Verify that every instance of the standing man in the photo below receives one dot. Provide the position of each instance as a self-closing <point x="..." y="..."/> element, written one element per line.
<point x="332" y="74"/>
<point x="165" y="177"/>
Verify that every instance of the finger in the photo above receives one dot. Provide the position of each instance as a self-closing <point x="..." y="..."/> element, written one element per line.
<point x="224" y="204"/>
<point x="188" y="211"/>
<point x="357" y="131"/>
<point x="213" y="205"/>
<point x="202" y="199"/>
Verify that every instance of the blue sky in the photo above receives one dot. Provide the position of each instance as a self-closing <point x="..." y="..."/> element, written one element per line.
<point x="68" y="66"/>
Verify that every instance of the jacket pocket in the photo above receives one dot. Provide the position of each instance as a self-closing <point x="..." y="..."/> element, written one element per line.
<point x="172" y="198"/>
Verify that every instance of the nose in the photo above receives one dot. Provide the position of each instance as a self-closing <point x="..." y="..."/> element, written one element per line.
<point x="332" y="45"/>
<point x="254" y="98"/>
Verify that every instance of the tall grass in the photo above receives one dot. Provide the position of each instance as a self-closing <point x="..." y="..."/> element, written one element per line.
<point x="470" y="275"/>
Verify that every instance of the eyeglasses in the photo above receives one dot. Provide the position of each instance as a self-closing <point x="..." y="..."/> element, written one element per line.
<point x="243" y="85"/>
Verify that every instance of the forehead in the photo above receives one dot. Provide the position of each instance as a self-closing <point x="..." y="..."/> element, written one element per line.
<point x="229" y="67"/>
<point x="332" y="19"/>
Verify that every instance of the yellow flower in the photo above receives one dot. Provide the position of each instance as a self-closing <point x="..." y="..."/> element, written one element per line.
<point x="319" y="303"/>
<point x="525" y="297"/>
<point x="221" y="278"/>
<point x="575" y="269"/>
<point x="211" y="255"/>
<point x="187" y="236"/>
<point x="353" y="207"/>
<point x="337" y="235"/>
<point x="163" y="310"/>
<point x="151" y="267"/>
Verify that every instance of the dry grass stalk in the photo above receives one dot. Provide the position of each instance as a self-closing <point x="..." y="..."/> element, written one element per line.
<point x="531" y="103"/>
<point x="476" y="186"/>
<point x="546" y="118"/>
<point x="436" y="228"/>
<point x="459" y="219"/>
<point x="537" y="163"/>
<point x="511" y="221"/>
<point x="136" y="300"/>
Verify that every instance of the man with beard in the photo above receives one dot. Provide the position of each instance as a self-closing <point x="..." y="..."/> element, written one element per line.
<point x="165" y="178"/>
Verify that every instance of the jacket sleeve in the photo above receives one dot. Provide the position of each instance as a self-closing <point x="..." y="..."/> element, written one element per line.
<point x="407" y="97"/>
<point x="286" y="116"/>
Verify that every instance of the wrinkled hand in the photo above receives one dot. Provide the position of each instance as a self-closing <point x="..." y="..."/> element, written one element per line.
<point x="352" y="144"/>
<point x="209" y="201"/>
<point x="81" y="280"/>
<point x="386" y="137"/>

□ □ □ □

## WHAT YOU NEED TO DO
An exact copy of all the records above is the required answer.

## ANSWER TO THE EXERCISE
Verify that every instance of the standing man in the photo below receives one dot. Provide the position of each instance as a self-closing <point x="..." y="..."/> element, written one element per line.
<point x="332" y="74"/>
<point x="165" y="177"/>
Verify that every instance of the finger in the photo above receives one dot. Provide the position of each instance as a self-closing <point x="..." y="..."/> element, written one element per line.
<point x="224" y="204"/>
<point x="188" y="211"/>
<point x="357" y="131"/>
<point x="213" y="205"/>
<point x="202" y="199"/>
Verify that every instance of the blue sky in the photo above receives one dot. Provide the position of each instance as a self-closing <point x="..." y="..."/> element, written one element per line.
<point x="68" y="66"/>
Verify that every instance of the jacket pocket in the photo above receives one dot. Provide the position of each instance as a self-closing <point x="..." y="..."/> element, written one element per line.
<point x="172" y="198"/>
Verify that every instance of the nose in the photo above receives one dot. Provide the position of each instance as a self-closing <point x="..." y="..."/> element, written one element per line.
<point x="332" y="45"/>
<point x="254" y="98"/>
Verify that every instance of the tall grass in the photo above receives one dot. Provide the position of each instance as a self-closing <point x="..." y="..."/> element, written one element per line.
<point x="470" y="275"/>
Verify that every instance of the eyeglasses in the photo above receives one dot. Provide the position of each instance as a self-closing <point x="..." y="..."/> element, written one element per line.
<point x="243" y="85"/>
Verify that every instance of the forehead in the photo above receives one dot. Provide the position of each instance as a self-closing <point x="..." y="..."/> element, written one element per line.
<point x="229" y="67"/>
<point x="332" y="19"/>
Verify that every instance of the yellow flower in the photo above receives one dot. Provide the position of each instance as a self-closing <point x="..." y="..."/> element, written one element per line.
<point x="319" y="303"/>
<point x="525" y="297"/>
<point x="221" y="278"/>
<point x="575" y="269"/>
<point x="211" y="255"/>
<point x="187" y="236"/>
<point x="353" y="207"/>
<point x="337" y="235"/>
<point x="163" y="310"/>
<point x="151" y="267"/>
Verify that every instance of the dry grass stalk in the photo above receives one dot. Provide the position of each instance as a self-closing <point x="..." y="..."/> element, written one element per line.
<point x="531" y="103"/>
<point x="476" y="186"/>
<point x="546" y="118"/>
<point x="436" y="228"/>
<point x="459" y="219"/>
<point x="537" y="163"/>
<point x="511" y="221"/>
<point x="136" y="300"/>
Verify that every instance of the man with beard in the photo above receives one dot. Provide the position of each instance as a self-closing <point x="..." y="..."/> element, written one element per line.
<point x="165" y="178"/>
Verify that every instance of the jacket sleeve in the photo above receives one dot. Provide the position of each instance as a self-closing <point x="..." y="..."/> element, written one element per line.
<point x="407" y="97"/>
<point x="286" y="116"/>
Verify that every instance of the wrinkled hand in the photo above receives one dot. Provide the position of each instance as a self-closing <point x="..." y="..."/> element, written one element per line.
<point x="352" y="144"/>
<point x="209" y="201"/>
<point x="81" y="280"/>
<point x="386" y="137"/>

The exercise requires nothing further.